A insubsistência dessa diferenciação, cuja raiz era meramente topológica, foi denunciada pela doutrina sob a liderança de Guilherme de Souza Nucci. Invocando seus argumentos, a Sexta Turma do STJ deu início à virada jurisprudencial em 2015, ao decidir que a injúria racial é “um delito no cenário do racismo, portanto, imprescritível, inafiançável e sujeito à pena de reclusão” (AgRg no AREsp 686.965/DF, Rel. Desembargador convocado do TJ/SP Ericson Maranho, julgado em 18/08/2015), entendimento reiterado nos anos seguintes (AgRg no AREsp 734.236/DF, Rel. Ministro Nefi Cordeiro, julgado em 27/02/2018; AgRg no REsp 1849696/SP, Rel. Min. Sebastião Reis Júnior, julgado em 16/06/2020).

########

**Instrução:** Transcreva do trecho sobre injúria racial, sem alterações, a parte que começa em "A insubsistência dessa" e vai até "julgado em 16/06/2020).", com estas palavras incluídas.

**Extrato de dados:**
########

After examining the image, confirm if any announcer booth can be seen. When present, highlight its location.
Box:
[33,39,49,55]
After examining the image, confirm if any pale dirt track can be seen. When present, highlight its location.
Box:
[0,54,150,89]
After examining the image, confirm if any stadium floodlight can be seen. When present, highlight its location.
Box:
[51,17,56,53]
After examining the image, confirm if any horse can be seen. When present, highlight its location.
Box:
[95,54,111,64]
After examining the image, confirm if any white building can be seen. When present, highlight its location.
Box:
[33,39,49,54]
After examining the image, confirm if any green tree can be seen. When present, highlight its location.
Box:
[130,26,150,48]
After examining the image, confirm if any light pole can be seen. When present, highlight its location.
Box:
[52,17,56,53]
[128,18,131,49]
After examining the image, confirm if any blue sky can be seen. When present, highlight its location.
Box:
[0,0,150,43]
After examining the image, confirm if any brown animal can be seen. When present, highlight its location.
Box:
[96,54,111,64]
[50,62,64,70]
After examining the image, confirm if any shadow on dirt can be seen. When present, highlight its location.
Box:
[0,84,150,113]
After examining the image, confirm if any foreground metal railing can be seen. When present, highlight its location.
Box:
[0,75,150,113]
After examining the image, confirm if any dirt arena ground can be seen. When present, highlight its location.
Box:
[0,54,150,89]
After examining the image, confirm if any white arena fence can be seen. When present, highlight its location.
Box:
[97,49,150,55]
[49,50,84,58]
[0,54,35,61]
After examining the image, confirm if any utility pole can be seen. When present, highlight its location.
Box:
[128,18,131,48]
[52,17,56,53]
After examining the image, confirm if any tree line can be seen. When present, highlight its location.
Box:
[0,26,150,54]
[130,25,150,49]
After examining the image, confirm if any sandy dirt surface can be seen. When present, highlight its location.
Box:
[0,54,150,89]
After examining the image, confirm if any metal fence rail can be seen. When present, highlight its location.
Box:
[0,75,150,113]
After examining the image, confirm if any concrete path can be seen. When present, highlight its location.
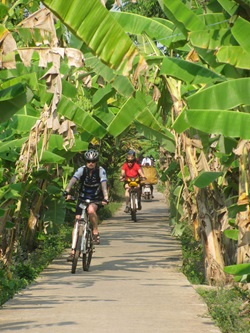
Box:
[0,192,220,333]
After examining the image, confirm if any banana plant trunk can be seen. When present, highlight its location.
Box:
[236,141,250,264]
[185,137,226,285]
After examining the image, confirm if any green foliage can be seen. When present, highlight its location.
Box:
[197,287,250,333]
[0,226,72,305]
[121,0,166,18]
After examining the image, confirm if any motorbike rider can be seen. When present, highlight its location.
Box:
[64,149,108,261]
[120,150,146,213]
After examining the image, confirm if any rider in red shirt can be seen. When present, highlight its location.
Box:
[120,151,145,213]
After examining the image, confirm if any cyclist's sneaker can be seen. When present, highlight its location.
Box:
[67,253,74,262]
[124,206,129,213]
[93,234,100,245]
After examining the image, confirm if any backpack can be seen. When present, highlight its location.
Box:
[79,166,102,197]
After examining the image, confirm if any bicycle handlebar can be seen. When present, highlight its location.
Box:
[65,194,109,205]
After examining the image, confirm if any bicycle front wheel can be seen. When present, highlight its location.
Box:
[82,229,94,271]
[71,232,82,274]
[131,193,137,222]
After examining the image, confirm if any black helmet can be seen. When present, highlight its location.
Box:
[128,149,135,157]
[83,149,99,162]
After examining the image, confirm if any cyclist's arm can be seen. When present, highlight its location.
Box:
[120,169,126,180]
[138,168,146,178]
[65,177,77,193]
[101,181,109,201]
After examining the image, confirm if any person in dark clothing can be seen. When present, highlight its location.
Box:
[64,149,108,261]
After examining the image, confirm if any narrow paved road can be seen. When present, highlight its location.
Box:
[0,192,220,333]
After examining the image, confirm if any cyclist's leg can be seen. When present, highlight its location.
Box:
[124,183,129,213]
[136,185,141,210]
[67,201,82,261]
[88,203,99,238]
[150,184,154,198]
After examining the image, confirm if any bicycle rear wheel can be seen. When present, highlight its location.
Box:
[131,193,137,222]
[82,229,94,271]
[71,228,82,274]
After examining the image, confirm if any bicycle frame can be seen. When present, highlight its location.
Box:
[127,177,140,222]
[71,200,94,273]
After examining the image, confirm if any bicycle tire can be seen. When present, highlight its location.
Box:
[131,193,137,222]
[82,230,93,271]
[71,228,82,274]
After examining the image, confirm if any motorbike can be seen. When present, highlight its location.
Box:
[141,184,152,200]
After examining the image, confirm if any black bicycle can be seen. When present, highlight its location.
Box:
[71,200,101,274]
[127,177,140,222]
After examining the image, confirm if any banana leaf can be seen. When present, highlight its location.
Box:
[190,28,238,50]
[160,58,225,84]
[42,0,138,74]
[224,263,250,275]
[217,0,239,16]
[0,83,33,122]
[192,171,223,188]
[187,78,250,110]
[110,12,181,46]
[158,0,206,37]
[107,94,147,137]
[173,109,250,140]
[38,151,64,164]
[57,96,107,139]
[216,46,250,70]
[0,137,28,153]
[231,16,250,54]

########

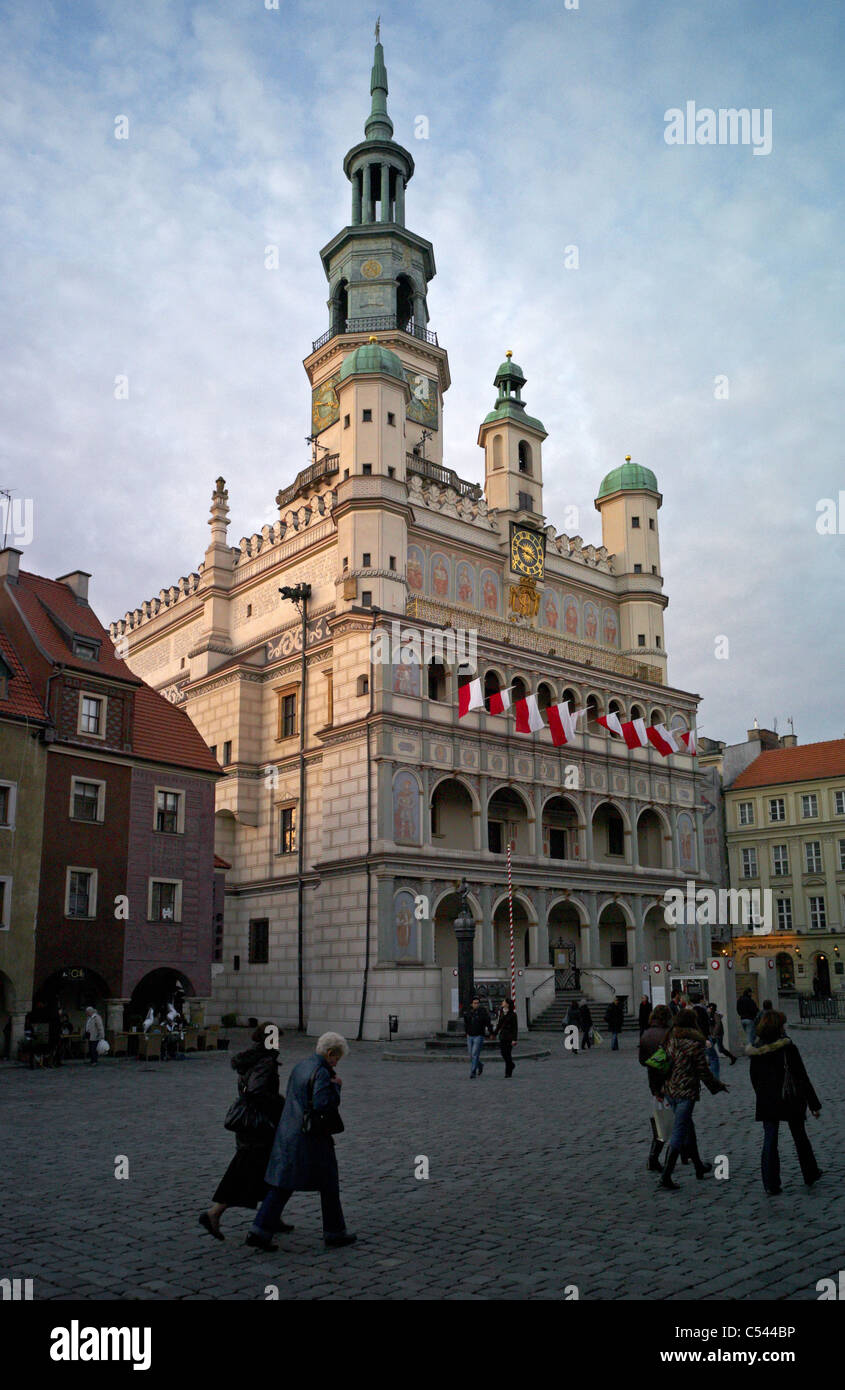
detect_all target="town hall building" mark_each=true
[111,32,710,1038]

########

**A solução:**
A insubsistência dessa diferenciação, cuja raiz era meramente topológica, foi denunciada pela doutrina sob a liderança de Guilherme de Souza Nucci. Invocando seus argumentos, a Sexta Turma do STJ deu início à virada jurisprudencial em 2015, ao decidir que a injúria racial é “um delito no cenário do racismo, portanto, imprescritível, inafiançável e sujeito à pena de reclusão” (AgRg no AREsp 686.965/DF, Rel. Desembargador convocado do TJ/SP Ericson Maranho, julgado em 18/08/2015), entendimento reiterado nos anos seguintes (AgRg no AREsp 734.236/DF, Rel. Ministro Nefi Cordeiro, julgado em 27/02/2018; AgRg no REsp 1849696/SP, Rel. Min. Sebastião Reis Júnior, julgado em 16/06/2020).